▶ **小問 1**
任意労災について述べた本文を2文で要約しなさい。

任意労災とは
この記事でわかること
・政府労災・任意労災との違いとは?
・政府労災・任意労災の手続き・概要について
任意労災保険とは保険の正式名称を指すものではなく、
民間の保険会社が販売している労災事故を補償する保険を
「任意労災」と総称して呼ばれています。
・法定外労災保険 ・使用者賠償責任保険 ・傷害保険 ・業務災害補償保険 |
を使用している商品が一般的になります。
従業員を1名でも使用したら強制加入である政府労災に対し、
加入は任意であることから、任意労災と呼ばれています。
種類の詳細は、任意労災の種類
を参照してください。
また任意労災と政府労災と混同される方がいらっしゃいますが、
正式に労災保険と認められるものは、運営母体が政府である
政府労災のみになりますので、注意が必要です。
政府労災に加入するには、労働基準局や労働事務組合・特別
加入組合等の団体窓口に連絡する必要があります。
現場で「労災保険」と呼ばれるものは2つある。
保険を吟味するにあたって、元請け会社に
「加入するのは政府労災ですか?民間の任意労災ですか?」
と確認をして下さい。
1つめは正式な「政府労災」
一人親方、法人役員の場合、特別加入制度を利用する形になります。
どちらも組合費を支払い、「組合」に加入し、組合で手続きをしなくて
はなりません。
※従業員等、使用人を対象とする場合、管轄の労働基準監督署で
手続きを行って下さい。
どちらも政府が運営母体となる制度ですので、加入窓口により
保険料などが異なることはありません。
ただし、組合に支払う組合費が異なりますので、吟味が必要になります。
・ 一人親方の場合、加入窓口は建設業組合が代表的ですが、近年は
特別加入だけに特化し、割安な組合費に設定している組合もあります。
・ 法人役員の場合は「中小事業主の特別加入」として加入する必要があります。

▶ **小問 2**
下の記録の各行を番号付きリストとして書き出してください。空行は省き、画像は答えに含めないこと。

▶ **演習資料**

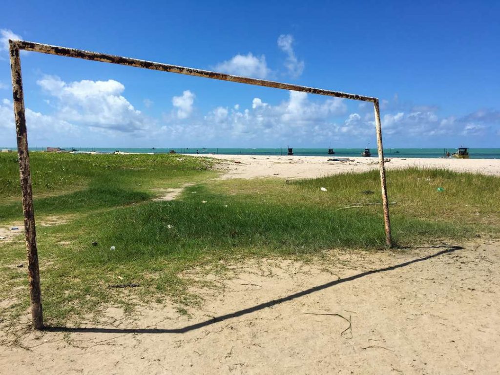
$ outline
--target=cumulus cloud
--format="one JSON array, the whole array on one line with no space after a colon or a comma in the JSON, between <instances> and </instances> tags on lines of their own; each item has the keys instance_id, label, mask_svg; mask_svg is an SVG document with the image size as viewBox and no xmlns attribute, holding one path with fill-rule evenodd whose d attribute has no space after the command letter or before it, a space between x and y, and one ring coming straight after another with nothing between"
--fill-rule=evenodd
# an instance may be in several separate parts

▶ **解答 1**
任意労災とは、民間の保険会社が販売する労災事故を補償する保険の総称で、従業員を1名でも使用したら強制加入となる政府労災と違い、加入が任意であることからそう呼ばれている。正式に労災保険と認められるのは政府が運営母体である政府労災のみで、一人親方や法人役員は組合に加入して特別加入制度を利用し、窓口によって保険料は変わらないものの組合費が異なるため吟味が必要である。

▶ **解答 2**
1. $ outline
2. --target=cumulus cloud
3. --format="one JSON array, the whole array on one line with no space after a colon or a comma in the JSON, between <instances> and </instances> tags on lines of their own; each item has the keys instance_id, label, mask_svg; mask_svg is an SVG document with the image size as viewBox and no xmlns attribute, holding one path with fill-rule evenodd whose d attribute has no space after the command letter or before it, a space between x and y, and one ring coming straight after another with nothing between"
4. --fill-rule=evenodd
5. # an instance may be in several separate parts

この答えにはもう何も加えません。